| PROBLEM STATEMENT |
Pick up the article below about the PC Health app coming to Nunavut and continue it from its last sentence.

| SELECTED EXCERPT |

App to chat with registered nurses comes to Nunavut
Loblaw’s PC Health app mostly free, unless you want to talk to a doctor
Nunavut residents with access to a smartphone can now speak with registered nurses and dieticians for free through Loblaw’s PC Health app.
The nurses can give advice and answer questions about symptoms and treatment options, and connect people to nearby resources.
Aleisha Marchant, the manager of PC’s virtual care program, said nurses are available to speak about “anything from mental health, to chronic care, to acute care.”
Dieticians are also available to chat for free 15-minute consultations.
There isn’t a time limit for chat sessions with the RNs, which Marchant said makes the service different from going into a clinic where doctors and nurses are typically very busy.
“If someone wants to chat with us for an hour, we do that,” she said.
People can also stay anonymous on the app to help those who aren’t comfortable talking to someone in person, Marchant said.
“We get a lot more people reaching out about vulnerable situations or sensitive things,” she said, adding some Nunavummiut have already reached out since the app launched in the territory about a month ago.
The app also has virtual learning programs on subjects like smoking cessation, diabetes and taking care of mental health while in self-isolation.
While these services are free, there is a fee to speak virtually with a doctor to get a prescription.

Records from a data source
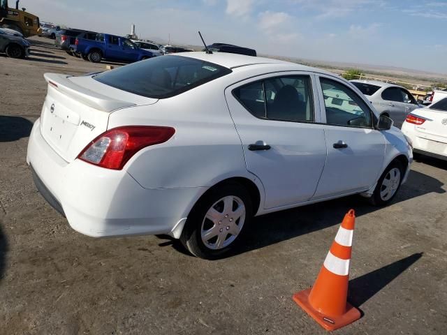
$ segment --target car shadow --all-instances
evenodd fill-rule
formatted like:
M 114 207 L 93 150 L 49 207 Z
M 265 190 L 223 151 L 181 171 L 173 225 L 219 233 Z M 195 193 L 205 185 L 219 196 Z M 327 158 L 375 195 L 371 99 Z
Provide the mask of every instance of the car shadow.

| RESULT OF THIS TASK |
Connecting with a general practitioner starts at $49 on weekdays and can be claimed under some benefit plans and on income tax.
Chris Puglia, a spokesperson for Nunavut’s Health Department, said in an email statement that not everyone in Nunavut has access to a smartphone or dependable internet connection, which are both needed to use the service.
“Unequal opportunities accessing technology in Nunavut make it challenging to embrace solutions that only some Nunavummiut can use,” he stated.
Puglia said the territorial government currently offers virtual care through Telehealth, which includes culturally relevant mental health services and a COVID-19 hotline.
The government could expand services as internet connectivity in the territory improves, he said.
Services on the Loblaw’s app are currently only offered in English and French, not in Inuktitut, but Marchant said the company is looking to expand and will welcome feedback on how to improve the app for Nunavummiut.